#### YOUR GOAL:
Reproduce word for word the stretch of rows below from the line containing "the rear wheel" through the end of the rows.

Data entries:
* * *

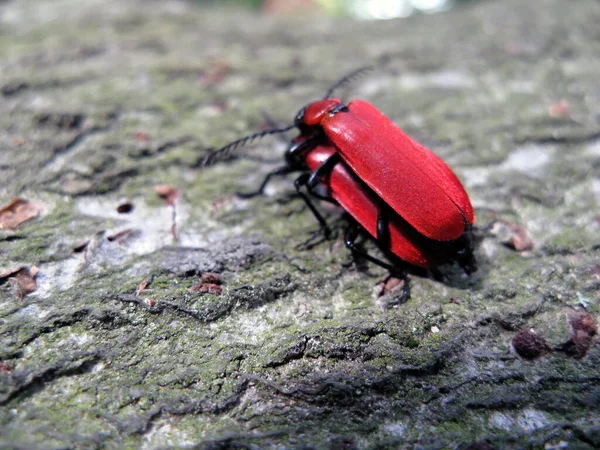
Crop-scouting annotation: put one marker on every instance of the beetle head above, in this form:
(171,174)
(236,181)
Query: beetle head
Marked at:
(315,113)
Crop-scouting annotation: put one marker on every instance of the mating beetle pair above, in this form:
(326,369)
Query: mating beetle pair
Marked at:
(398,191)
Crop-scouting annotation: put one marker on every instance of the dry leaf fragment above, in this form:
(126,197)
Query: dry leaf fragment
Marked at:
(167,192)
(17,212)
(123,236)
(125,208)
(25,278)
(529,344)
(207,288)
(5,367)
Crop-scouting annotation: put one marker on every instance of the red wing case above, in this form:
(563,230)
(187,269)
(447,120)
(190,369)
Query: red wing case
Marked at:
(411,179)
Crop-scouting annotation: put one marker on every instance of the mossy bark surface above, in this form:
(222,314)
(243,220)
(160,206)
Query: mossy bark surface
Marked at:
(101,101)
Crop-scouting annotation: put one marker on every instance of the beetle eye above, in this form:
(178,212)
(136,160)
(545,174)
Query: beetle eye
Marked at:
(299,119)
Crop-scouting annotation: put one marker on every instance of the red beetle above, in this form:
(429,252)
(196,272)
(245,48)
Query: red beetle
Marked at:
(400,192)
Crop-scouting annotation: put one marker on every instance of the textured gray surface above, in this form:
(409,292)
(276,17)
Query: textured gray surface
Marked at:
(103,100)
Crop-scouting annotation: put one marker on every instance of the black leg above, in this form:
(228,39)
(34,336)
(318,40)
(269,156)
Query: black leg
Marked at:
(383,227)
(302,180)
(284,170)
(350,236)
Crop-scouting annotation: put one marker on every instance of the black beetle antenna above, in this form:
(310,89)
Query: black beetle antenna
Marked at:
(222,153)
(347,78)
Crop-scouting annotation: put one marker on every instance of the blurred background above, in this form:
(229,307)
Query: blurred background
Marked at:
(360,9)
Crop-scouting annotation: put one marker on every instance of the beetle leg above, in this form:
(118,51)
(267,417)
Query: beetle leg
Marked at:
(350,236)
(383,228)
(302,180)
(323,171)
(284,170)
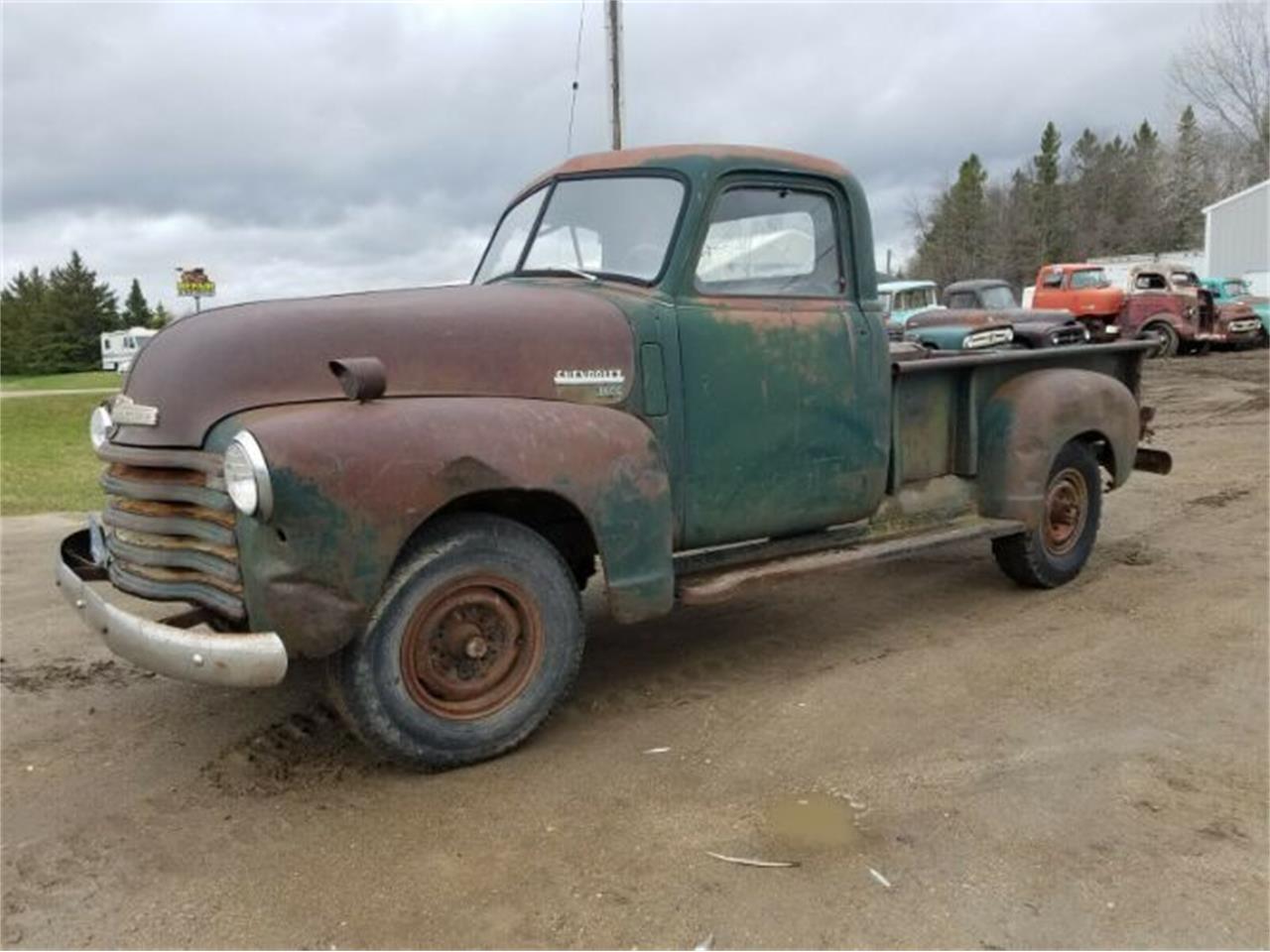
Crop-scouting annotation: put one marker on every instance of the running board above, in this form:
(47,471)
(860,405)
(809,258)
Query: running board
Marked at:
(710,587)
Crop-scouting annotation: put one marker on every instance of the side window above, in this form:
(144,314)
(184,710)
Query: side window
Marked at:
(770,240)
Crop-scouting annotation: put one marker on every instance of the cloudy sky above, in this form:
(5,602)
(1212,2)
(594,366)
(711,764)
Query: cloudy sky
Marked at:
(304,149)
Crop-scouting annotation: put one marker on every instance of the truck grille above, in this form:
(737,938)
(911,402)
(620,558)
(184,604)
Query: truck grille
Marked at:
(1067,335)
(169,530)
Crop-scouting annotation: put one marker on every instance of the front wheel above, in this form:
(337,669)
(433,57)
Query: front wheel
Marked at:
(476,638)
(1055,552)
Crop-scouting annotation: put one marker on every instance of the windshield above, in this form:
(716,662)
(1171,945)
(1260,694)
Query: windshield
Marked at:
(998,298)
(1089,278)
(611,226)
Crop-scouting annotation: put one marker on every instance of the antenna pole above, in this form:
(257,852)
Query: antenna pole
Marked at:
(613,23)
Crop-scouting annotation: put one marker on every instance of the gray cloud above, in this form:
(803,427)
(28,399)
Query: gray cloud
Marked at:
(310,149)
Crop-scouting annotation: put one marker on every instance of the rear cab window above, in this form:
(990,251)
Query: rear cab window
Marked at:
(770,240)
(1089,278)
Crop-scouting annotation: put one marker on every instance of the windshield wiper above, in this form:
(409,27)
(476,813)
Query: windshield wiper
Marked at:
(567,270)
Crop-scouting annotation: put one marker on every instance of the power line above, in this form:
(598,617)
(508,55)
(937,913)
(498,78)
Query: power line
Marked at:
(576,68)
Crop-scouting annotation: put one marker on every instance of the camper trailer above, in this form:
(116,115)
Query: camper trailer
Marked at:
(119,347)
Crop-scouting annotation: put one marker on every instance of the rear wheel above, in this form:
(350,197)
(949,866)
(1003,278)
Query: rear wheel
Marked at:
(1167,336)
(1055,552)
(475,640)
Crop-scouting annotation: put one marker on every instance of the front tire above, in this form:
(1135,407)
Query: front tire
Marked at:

* * *

#### IN RESPONSE:
Crop-scouting annotation: put one marker on every instance of the rear wheel above, in this form:
(350,197)
(949,866)
(1003,278)
Query: rear wheel
Marked at:
(1167,336)
(1055,552)
(475,640)
Crop-scouting annotation: put one marker on every instance of the front tire above, in this form:
(1135,407)
Query: front tire
Marked at:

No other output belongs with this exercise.